▶ _요청 사항_
"Find the white sock; segment each instance."이 들어 있는 줄부터 항목 끝까지의 구간을 다시 쓰세요. 그 구간의 "white sock" 표현만 "gray sock" 표현으로 바꾸고 나머지는 그대로 두며, 그림은 답에서 빼 주세요.

[기록된 데이터]
#####

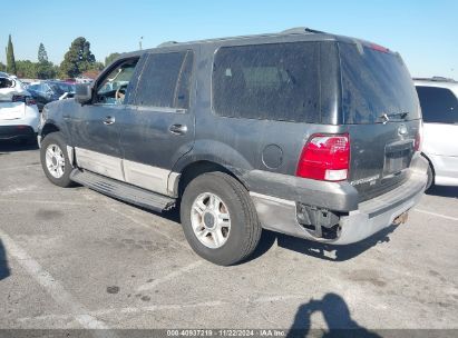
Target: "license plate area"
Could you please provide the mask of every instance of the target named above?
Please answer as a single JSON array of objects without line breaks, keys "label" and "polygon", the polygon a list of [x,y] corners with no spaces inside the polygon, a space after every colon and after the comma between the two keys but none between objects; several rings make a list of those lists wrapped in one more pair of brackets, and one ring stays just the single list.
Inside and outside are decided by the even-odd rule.
[{"label": "license plate area", "polygon": [[388,145],[384,149],[383,176],[409,168],[413,155],[413,141]]}]

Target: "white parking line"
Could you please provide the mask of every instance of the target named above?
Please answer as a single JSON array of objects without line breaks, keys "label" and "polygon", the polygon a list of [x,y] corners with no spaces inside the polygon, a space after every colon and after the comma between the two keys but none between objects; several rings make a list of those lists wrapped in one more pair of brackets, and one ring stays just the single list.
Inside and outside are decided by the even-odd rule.
[{"label": "white parking line", "polygon": [[81,203],[81,202],[71,202],[71,201],[53,201],[53,200],[33,200],[33,199],[4,199],[1,198],[0,202],[11,202],[11,203],[38,203],[38,205],[56,205],[56,206],[82,206],[82,207],[91,207],[91,203]]},{"label": "white parking line", "polygon": [[27,165],[27,166],[21,166],[21,167],[7,167],[7,168],[0,168],[0,171],[20,170],[20,169],[23,169],[23,168],[32,168],[32,167],[41,167],[41,165]]},{"label": "white parking line", "polygon": [[199,267],[202,264],[203,264],[203,261],[202,261],[202,260],[198,260],[198,261],[193,262],[193,264],[191,264],[191,265],[188,265],[188,266],[185,266],[185,267],[183,267],[183,268],[181,268],[181,269],[178,269],[178,270],[176,270],[176,271],[173,271],[173,272],[170,272],[170,274],[168,274],[168,275],[166,275],[166,276],[164,276],[164,277],[162,277],[162,278],[159,278],[159,279],[153,280],[152,282],[148,282],[148,284],[144,284],[143,286],[140,286],[140,287],[137,288],[137,291],[146,291],[146,290],[154,289],[154,288],[156,288],[159,284],[163,284],[163,282],[165,282],[165,281],[168,281],[168,280],[170,280],[170,279],[174,279],[174,278],[178,277],[179,275],[186,274],[187,271],[191,271],[191,270]]},{"label": "white parking line", "polygon": [[[120,314],[143,314],[143,312],[156,312],[156,311],[167,311],[167,310],[184,310],[184,309],[195,309],[195,308],[214,308],[214,307],[223,307],[223,306],[237,306],[241,307],[242,304],[246,305],[263,305],[263,304],[272,304],[272,302],[289,302],[289,301],[302,301],[306,299],[308,296],[302,295],[279,295],[279,296],[267,296],[267,297],[260,297],[260,298],[246,298],[246,299],[235,299],[234,301],[226,301],[226,300],[211,300],[211,301],[203,301],[203,302],[192,302],[192,304],[159,304],[159,305],[152,305],[147,307],[126,307],[126,308],[107,308],[107,309],[99,309],[95,311],[89,311],[89,316],[94,317],[103,317],[109,315],[120,315]],[[37,321],[56,321],[56,320],[69,320],[72,318],[72,315],[42,315],[36,317],[22,317],[18,318],[17,320],[20,322],[37,322]],[[117,319],[119,321],[119,318]]]},{"label": "white parking line", "polygon": [[164,237],[167,238],[168,240],[170,240],[170,241],[173,241],[173,242],[175,242],[175,243],[177,243],[177,245],[179,245],[179,246],[182,246],[182,247],[184,247],[184,248],[186,248],[186,249],[189,249],[189,246],[188,246],[188,245],[186,245],[185,242],[182,242],[182,241],[179,241],[179,240],[176,240],[175,238],[170,237],[168,233],[166,233],[166,232],[164,232],[164,231],[158,230],[157,227],[150,227],[150,226],[148,226],[148,225],[145,225],[145,222],[143,222],[143,221],[140,221],[140,220],[138,220],[138,219],[136,219],[136,218],[134,218],[134,217],[131,217],[131,216],[129,216],[129,215],[127,215],[127,213],[124,213],[124,212],[117,210],[115,207],[107,206],[107,208],[110,209],[113,212],[115,212],[115,213],[117,213],[117,215],[119,215],[119,216],[123,216],[124,218],[133,221],[134,223],[136,223],[136,225],[138,225],[138,226],[142,226],[142,227],[144,227],[144,228],[148,228],[149,230],[153,230],[153,231],[155,231],[155,232],[164,236]]},{"label": "white parking line", "polygon": [[440,217],[440,218],[444,218],[444,219],[449,219],[449,220],[458,221],[458,217],[446,216],[446,215],[441,215],[441,213],[437,213],[437,212],[431,212],[431,211],[422,210],[422,209],[413,209],[413,211],[417,211],[417,212],[420,212],[420,213],[430,215],[430,216]]},{"label": "white parking line", "polygon": [[[214,301],[205,301],[205,302],[196,302],[196,304],[170,304],[170,305],[152,305],[148,307],[126,307],[126,308],[108,308],[108,309],[100,309],[96,311],[88,312],[90,316],[94,317],[101,317],[101,316],[109,316],[111,314],[139,314],[139,312],[154,312],[154,311],[162,311],[162,310],[181,310],[181,309],[188,309],[188,308],[208,308],[208,307],[221,307],[224,305],[228,305],[228,302],[214,300]],[[26,322],[26,321],[47,321],[47,320],[69,320],[71,319],[71,315],[42,315],[36,317],[22,317],[19,318],[18,321]]]},{"label": "white parking line", "polygon": [[[7,255],[13,257],[16,261],[52,297],[52,299],[62,308],[71,314],[85,329],[109,329],[105,322],[97,320],[88,315],[88,310],[79,304],[48,271],[46,271],[38,261],[18,246],[8,233],[0,229],[0,238],[3,241]],[[101,335],[104,334],[104,335]],[[94,331],[95,336],[106,337],[105,334]],[[116,336],[111,336],[116,337]]]}]

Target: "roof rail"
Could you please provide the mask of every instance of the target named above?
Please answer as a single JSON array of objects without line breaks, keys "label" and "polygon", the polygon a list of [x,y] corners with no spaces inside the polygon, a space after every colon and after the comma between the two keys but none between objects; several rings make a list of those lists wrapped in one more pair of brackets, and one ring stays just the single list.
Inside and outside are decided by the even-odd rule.
[{"label": "roof rail", "polygon": [[437,81],[437,82],[457,82],[455,79],[445,77],[432,77],[432,78],[413,78],[413,80],[423,81]]},{"label": "roof rail", "polygon": [[280,32],[281,34],[300,34],[300,33],[312,33],[312,34],[316,34],[316,33],[324,33],[321,30],[314,30],[308,27],[294,27],[294,28],[290,28],[286,30],[283,30]]},{"label": "roof rail", "polygon": [[163,43],[157,44],[157,47],[167,47],[167,46],[174,46],[178,43],[177,41],[165,41]]}]

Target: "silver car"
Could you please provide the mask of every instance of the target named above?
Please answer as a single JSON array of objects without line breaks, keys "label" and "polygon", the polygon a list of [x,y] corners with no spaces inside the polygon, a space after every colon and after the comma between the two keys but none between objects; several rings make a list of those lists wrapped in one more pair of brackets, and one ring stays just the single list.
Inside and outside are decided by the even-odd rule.
[{"label": "silver car", "polygon": [[423,115],[422,155],[429,161],[428,186],[458,186],[458,82],[415,79]]}]

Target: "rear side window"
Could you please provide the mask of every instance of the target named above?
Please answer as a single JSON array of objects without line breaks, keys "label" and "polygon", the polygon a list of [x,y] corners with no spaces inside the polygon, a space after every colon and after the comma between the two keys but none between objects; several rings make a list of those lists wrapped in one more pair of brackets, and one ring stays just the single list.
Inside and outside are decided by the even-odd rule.
[{"label": "rear side window", "polygon": [[425,122],[458,123],[458,100],[451,90],[417,87]]},{"label": "rear side window", "polygon": [[188,108],[192,67],[192,51],[149,54],[134,105]]},{"label": "rear side window", "polygon": [[413,82],[398,54],[361,43],[339,43],[339,53],[345,123],[383,122],[383,115],[405,112],[407,120],[420,118]]},{"label": "rear side window", "polygon": [[318,122],[318,43],[223,47],[213,68],[213,109],[233,118]]}]

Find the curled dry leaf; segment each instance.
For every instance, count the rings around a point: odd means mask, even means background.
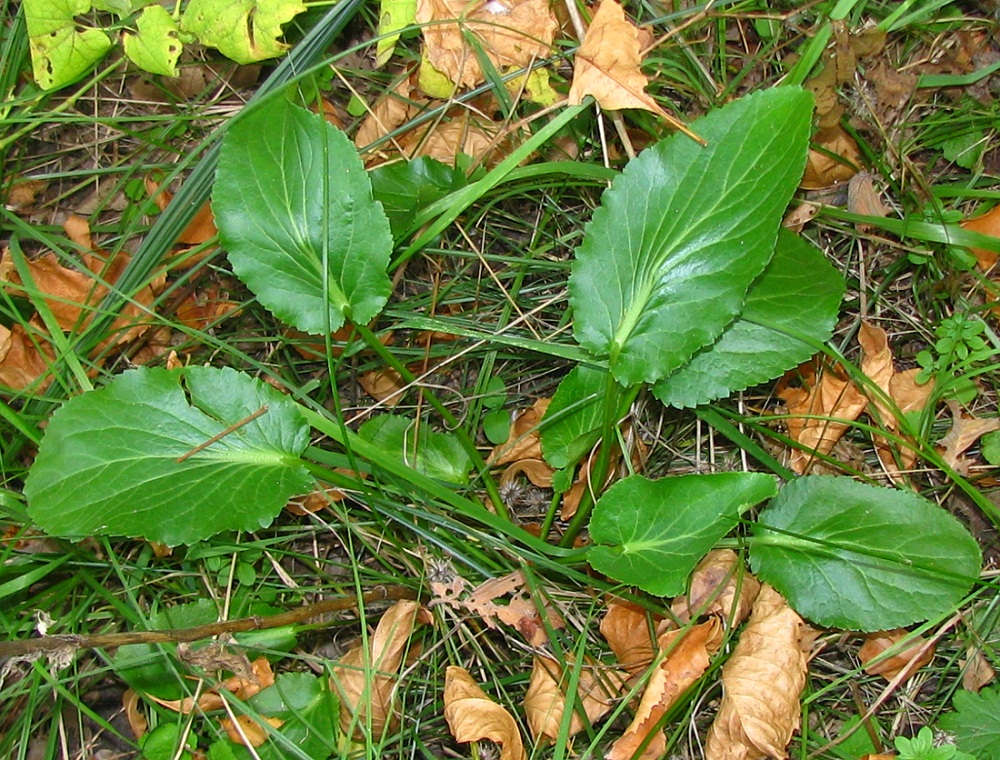
[[[962,227],[972,232],[1000,238],[1000,203],[975,219],[966,219],[962,222]],[[1000,258],[1000,254],[996,251],[988,251],[985,248],[971,248],[970,250],[975,255],[979,268],[984,272],[995,266],[997,259]]]
[[[660,634],[657,647],[665,656],[653,670],[632,722],[605,755],[607,760],[629,760],[635,755],[660,718],[708,670],[722,638],[722,623],[714,617],[700,625]],[[641,760],[653,760],[666,751],[663,729],[655,730],[639,755]]]
[[[242,652],[239,654],[242,655]],[[240,667],[236,664],[236,661],[232,665]],[[239,699],[247,700],[254,694],[258,694],[273,685],[274,671],[271,670],[271,663],[265,657],[258,657],[250,663],[248,672],[232,675],[225,681],[221,681],[203,692],[197,701],[193,697],[185,697],[184,699],[159,699],[150,695],[149,698],[157,704],[166,707],[168,710],[188,715],[196,709],[200,712],[213,712],[223,709],[226,704],[226,700],[221,696],[221,692],[223,691],[232,692]]]
[[[625,18],[616,0],[601,0],[574,60],[570,105],[593,96],[601,108],[617,111],[641,108],[660,116],[666,113],[646,94],[649,80],[639,70],[642,51],[639,30]]]
[[[810,149],[806,170],[799,187],[820,190],[838,182],[846,182],[861,166],[861,150],[839,124],[821,129],[813,136],[817,148]]]
[[[934,383],[928,381],[922,385],[917,384],[917,375],[920,370],[896,372],[893,366],[892,351],[889,348],[889,338],[881,327],[875,327],[862,321],[858,331],[858,342],[861,344],[861,371],[885,395],[892,399],[899,410],[897,415],[896,411],[891,409],[880,396],[872,394],[871,402],[868,405],[869,415],[889,432],[898,434],[900,417],[923,409],[934,390]],[[897,465],[893,445],[883,436],[873,436],[873,440],[875,453],[878,454],[882,467],[890,478],[898,482],[901,475],[900,469],[910,469],[916,462],[915,442],[912,438],[904,436],[904,440],[909,445],[902,447],[898,452]]]
[[[397,720],[393,695],[399,668],[417,623],[430,623],[430,612],[410,600],[396,602],[379,620],[368,649],[356,646],[333,666],[330,683],[340,697],[340,727],[358,739],[370,731],[378,740]]]
[[[424,58],[458,86],[485,81],[466,35],[501,72],[522,69],[552,50],[558,22],[548,0],[417,0]],[[425,64],[426,65],[426,64]]]
[[[682,623],[718,615],[735,628],[750,614],[759,592],[760,581],[745,571],[736,552],[714,549],[698,563],[687,596],[677,597],[671,611]]]
[[[264,717],[263,720],[271,728],[281,728],[285,723],[281,718]],[[237,715],[235,721],[232,718],[223,718],[219,722],[225,729],[229,740],[234,744],[242,744],[244,747],[259,747],[267,741],[267,729],[252,715]]]
[[[506,443],[495,446],[490,454],[488,461],[491,465],[510,464],[522,459],[543,459],[538,426],[551,400],[540,398],[530,409],[525,409],[514,418]]]
[[[601,620],[601,635],[614,652],[618,666],[633,676],[653,661],[649,623],[646,610],[623,599],[612,599]]]
[[[527,760],[514,717],[491,700],[464,668],[449,665],[444,681],[444,719],[457,742],[489,739],[501,760]]]
[[[904,641],[905,649],[889,657],[882,656],[890,649],[898,649]],[[892,681],[905,671],[902,679],[905,681],[934,659],[934,645],[902,628],[880,631],[865,637],[865,643],[858,650],[858,659],[868,675],[882,676],[885,680]]]
[[[764,584],[750,622],[722,668],[722,702],[705,745],[708,760],[786,757],[799,727],[810,629]]]
[[[982,436],[1000,429],[1000,419],[996,417],[981,419],[967,414],[962,405],[955,400],[949,400],[945,403],[951,412],[952,421],[948,433],[938,441],[938,446],[944,448],[941,456],[955,472],[960,475],[968,475],[972,460],[962,456],[962,454]]]
[[[553,660],[545,657],[534,658],[531,680],[524,695],[524,715],[528,720],[531,735],[536,739],[555,740],[559,737],[563,713],[566,710],[567,684],[573,671],[573,660],[567,658],[565,670]],[[587,662],[581,667],[576,695],[583,708],[588,723],[602,718],[613,706],[615,698],[622,692],[628,674],[618,670],[602,668]],[[569,735],[579,733],[584,728],[579,707],[570,718]]]
[[[170,205],[170,201],[174,199],[172,193],[167,190],[161,190],[158,182],[154,182],[149,177],[145,180],[146,192],[149,197],[153,199],[153,203],[156,207],[163,211]],[[188,222],[188,226],[184,228],[184,231],[177,236],[176,243],[184,246],[196,246],[203,243],[207,243],[209,240],[214,238],[219,234],[218,228],[215,226],[215,214],[212,213],[212,202],[205,201],[198,213],[194,215],[194,218]],[[199,261],[201,261],[205,256],[211,253],[212,249],[206,249],[197,256],[189,256],[184,258],[182,262],[179,262],[180,268],[189,269]]]

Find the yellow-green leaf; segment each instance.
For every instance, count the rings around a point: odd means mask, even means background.
[[[281,25],[305,11],[299,0],[191,0],[181,29],[237,63],[276,58],[288,49]]]
[[[165,77],[177,76],[183,45],[177,22],[162,5],[148,5],[136,21],[138,34],[123,34],[125,55],[139,68]]]

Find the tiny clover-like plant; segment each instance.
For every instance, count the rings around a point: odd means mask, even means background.
[[[152,74],[177,76],[185,43],[217,48],[237,63],[283,54],[283,24],[305,11],[300,0],[190,0],[173,13],[149,0],[23,0],[35,82],[55,90],[85,76],[114,46],[120,29],[125,56]],[[86,27],[92,11],[118,22]]]

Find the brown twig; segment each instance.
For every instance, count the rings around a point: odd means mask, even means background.
[[[120,647],[123,644],[165,644],[182,641],[197,641],[218,636],[224,633],[241,633],[243,631],[261,631],[268,628],[280,628],[283,625],[303,623],[312,618],[330,612],[351,610],[364,607],[375,602],[397,599],[415,599],[416,594],[402,586],[380,586],[360,597],[343,597],[328,599],[323,602],[307,604],[305,607],[282,612],[268,617],[254,616],[239,620],[223,620],[218,623],[197,625],[194,628],[175,628],[163,631],[131,631],[129,633],[99,633],[93,636],[81,634],[63,634],[58,636],[40,636],[22,641],[0,641],[0,657],[17,657],[36,652],[52,652],[64,647],[72,649],[92,649]]]

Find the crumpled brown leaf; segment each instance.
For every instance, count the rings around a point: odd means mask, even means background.
[[[789,454],[788,467],[799,475],[810,469],[816,454],[830,453],[868,405],[842,367],[819,358],[786,372],[775,393],[788,410],[789,437],[805,447]]]
[[[496,628],[498,621],[509,625],[516,628],[532,646],[542,646],[548,641],[546,621],[552,628],[562,628],[566,624],[559,613],[547,604],[544,610],[538,609],[521,570],[490,578],[471,590],[468,582],[453,570],[445,574],[450,577],[443,579],[439,573],[439,578],[430,582],[436,597],[432,605],[447,604],[478,615],[490,628]],[[498,599],[503,601],[498,602]],[[546,621],[542,619],[543,612]]]
[[[573,660],[567,657],[566,669],[545,657],[535,656],[531,669],[531,680],[524,695],[524,715],[528,720],[531,735],[555,740],[559,736],[563,712],[566,710],[566,693],[563,688],[573,670]],[[580,670],[576,693],[579,704],[593,723],[602,718],[614,706],[615,698],[621,693],[628,674],[619,670],[602,668],[586,662]],[[583,718],[574,710],[570,718],[569,735],[579,733],[584,728]]]
[[[635,717],[611,746],[606,760],[628,760],[635,754],[664,713],[708,670],[712,655],[722,645],[722,637],[722,622],[717,617],[691,628],[667,631],[658,637],[659,651],[668,654],[650,676]],[[663,729],[657,729],[639,758],[658,758],[666,751],[666,746]]]
[[[705,744],[708,760],[784,758],[799,727],[811,630],[766,583],[722,668],[722,703]]]
[[[1000,238],[1000,203],[985,214],[977,216],[975,219],[966,219],[961,224],[963,228],[972,232],[979,232],[983,235]],[[975,254],[979,268],[984,272],[995,266],[997,259],[1000,258],[1000,254],[996,251],[988,251],[985,248],[970,248],[969,250]]]
[[[887,395],[898,408],[900,417],[922,409],[928,402],[934,383],[916,382],[919,370],[896,372],[888,336],[880,327],[867,322],[861,323],[858,331],[861,344],[861,371]],[[814,359],[797,370],[785,373],[779,381],[776,393],[788,409],[788,431],[793,440],[813,449],[819,454],[828,454],[840,440],[850,422],[856,420],[867,409],[877,424],[887,431],[899,435],[900,417],[879,394],[868,397],[851,380],[840,366],[822,362],[817,369]],[[818,376],[818,379],[817,379]],[[793,382],[799,381],[795,387]],[[816,415],[820,419],[807,419],[798,415]],[[902,470],[909,469],[916,461],[912,441],[909,446],[901,446],[897,457],[893,445],[883,436],[873,436],[875,451],[886,474],[894,481],[902,479]],[[788,466],[795,472],[806,472],[813,463],[812,451],[795,450],[791,453]]]
[[[558,22],[548,0],[417,0],[427,61],[459,86],[485,81],[463,32],[501,72],[530,66],[552,50]],[[450,22],[450,23],[449,23]]]
[[[271,663],[267,661],[266,657],[258,657],[250,664],[250,668],[250,673],[232,675],[203,692],[197,701],[193,697],[159,699],[149,695],[149,698],[168,710],[174,710],[183,715],[188,715],[195,709],[201,712],[221,710],[226,704],[226,700],[220,694],[222,691],[232,692],[239,699],[246,700],[274,685],[274,671],[271,670]]]
[[[899,410],[897,416],[881,397],[872,394],[868,405],[869,415],[889,432],[899,434],[900,417],[919,411],[927,405],[934,390],[934,382],[929,380],[918,384],[919,369],[896,372],[889,348],[889,336],[881,327],[862,321],[858,342],[861,344],[861,371],[892,399]],[[872,409],[875,410],[874,414]],[[909,445],[900,447],[897,465],[893,444],[883,436],[873,436],[875,453],[886,473],[895,482],[902,480],[901,470],[910,469],[917,460],[915,442],[908,436],[903,438]]]
[[[444,719],[457,742],[489,739],[501,760],[527,760],[514,717],[479,688],[465,668],[449,665],[444,681]]]
[[[873,662],[883,652],[896,647],[904,639],[910,644],[906,649]],[[934,659],[934,646],[927,646],[927,639],[922,636],[913,636],[903,628],[896,628],[865,636],[865,643],[858,650],[858,659],[868,675],[882,676],[885,680],[892,681],[906,671],[902,679],[905,681]]]
[[[750,614],[759,592],[760,581],[744,571],[736,552],[713,549],[695,567],[687,595],[674,599],[670,609],[682,623],[719,615],[735,628]]]
[[[616,0],[601,0],[576,52],[570,105],[592,95],[608,111],[641,108],[666,117],[666,112],[646,93],[649,80],[639,70],[640,63],[638,28],[625,18]]]
[[[658,621],[654,618],[654,623]],[[612,599],[601,620],[601,635],[614,652],[618,666],[638,675],[653,661],[649,619],[638,604]]]
[[[330,683],[340,697],[340,727],[354,728],[354,736],[380,738],[398,720],[394,692],[399,668],[411,649],[410,636],[417,623],[430,623],[430,612],[418,602],[401,600],[386,610],[368,651],[356,646],[333,666]]]
[[[945,403],[951,412],[952,422],[948,433],[938,441],[938,447],[944,449],[941,456],[949,467],[960,475],[968,475],[972,460],[962,454],[982,436],[1000,430],[1000,419],[968,414],[962,404],[954,399]]]

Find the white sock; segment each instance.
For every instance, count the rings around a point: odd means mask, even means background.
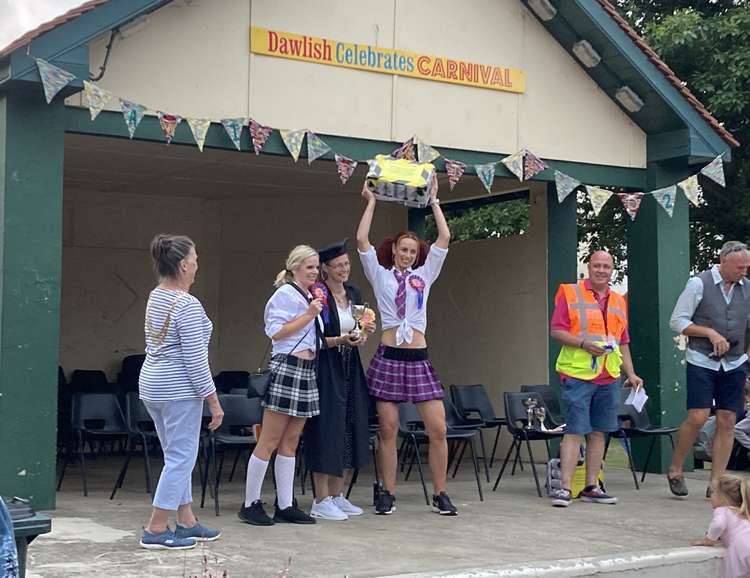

#####

▶ _작업 결과_
Find the gray sock; segment each instance.
For every instance, count the rings around a point: odd means mask, even means background.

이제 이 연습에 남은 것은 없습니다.